Jamaica is looking to start the national rollout of a central bank digital currency (CBDC) during the first quarter of this year, having completed trials.
Bank of Jamaica (BoJ) announced last week (31 December) that its eight-month CBDC pilot project was successful, with activities having included National Commercial Bank (NCB – a private bank) on-boarding a small number of consumers and merchants, as well as the completion of closely scrutinised retail CBDC transactions during a special event.
The BoJ’s announcement rounded off a year during which the island emerged as an international frontrunner in its explorations of the possibilities of state-backed digital money. The Caribbean island’s government set out a timetable for the introduction of a digital Jamaican dollar in March 2021, with the BoJ announcing shortly afterwards that it had selected eCurrency Mint as technology provider.
Other activities during the pilot included the ‘minting’ of the first batch of Jamaican CBDC: J$230 million dollars (about £1.1m)-worth of CBDC was minted on 9 August to be issued to deposit-taking institutions and payment service providers.

A series of records
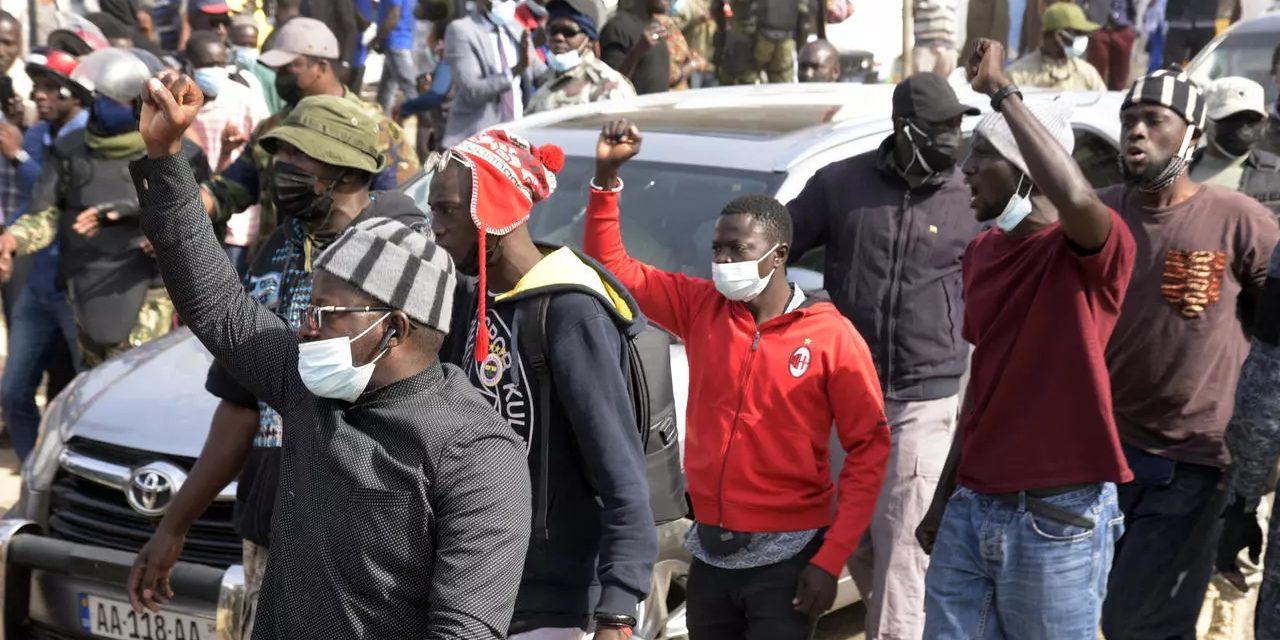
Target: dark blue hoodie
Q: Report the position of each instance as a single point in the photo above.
(600, 543)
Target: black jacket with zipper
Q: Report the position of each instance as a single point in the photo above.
(892, 265)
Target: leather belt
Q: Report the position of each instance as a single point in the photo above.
(1031, 499)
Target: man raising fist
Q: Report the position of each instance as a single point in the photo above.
(771, 369)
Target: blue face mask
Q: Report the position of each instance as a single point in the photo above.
(210, 80)
(112, 118)
(1016, 209)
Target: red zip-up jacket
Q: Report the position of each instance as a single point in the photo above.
(762, 402)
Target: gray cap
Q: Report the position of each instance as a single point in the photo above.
(1052, 115)
(398, 265)
(301, 36)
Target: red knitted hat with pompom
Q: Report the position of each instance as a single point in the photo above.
(508, 176)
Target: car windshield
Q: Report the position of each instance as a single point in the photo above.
(668, 210)
(1240, 54)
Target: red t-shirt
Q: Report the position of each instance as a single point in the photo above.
(1040, 316)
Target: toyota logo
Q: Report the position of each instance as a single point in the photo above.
(152, 487)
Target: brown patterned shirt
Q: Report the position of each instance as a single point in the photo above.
(1176, 351)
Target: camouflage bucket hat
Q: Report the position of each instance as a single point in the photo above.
(334, 131)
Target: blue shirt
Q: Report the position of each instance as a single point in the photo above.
(402, 33)
(37, 142)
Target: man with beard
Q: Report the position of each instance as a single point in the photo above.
(305, 58)
(82, 204)
(593, 544)
(894, 250)
(1029, 489)
(316, 200)
(41, 327)
(577, 76)
(1175, 357)
(1238, 115)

Exercise instructions:
1. In the Jamaica digital currency article, which company did the Bank of Jamaica choose as its technology provider?
2. Resume the Jamaica digital currency article after its last sentence.
This data has nothing to do with the Jamaica digital currency article.

Results for each task:
1. eCurrency Mint.

2.
The central bank issued J$1 million-worth of CBDC to its own staff the following day (10 August) and then, on 29 October, issued J$5 million-worth of CBDC to NCB – the first issuance of Jamaica’s pilot CBDC to a deposit-taking institution.
NCB on-boards merchants and consumers
NCB, described as the pilot’s ‘first’ digital wallet provider, on-boarded 57 customers during the pilot period: four (small) merchants and 53 consumers. The customers undertook person-to person, cash-in and cash-out transactions through 37 accounts and completed transactions with merchants such as craft jewellers and clothes boutiques at an NCB-sponsored ‘Market on the Lawn’ event in December.
NCB, which is headquartered in capital Kingston, will continue on-boarding its existing customers and new customers to enable them to transact in CBDC, while two additional wallet providers, which are now conducting virtual simulation testing, will be able to order CBDC from the BoJ and distribute it to their customers, according to last week’s announcement. In addition, testing of transactions between customers of different participating wallet providers is due to take place.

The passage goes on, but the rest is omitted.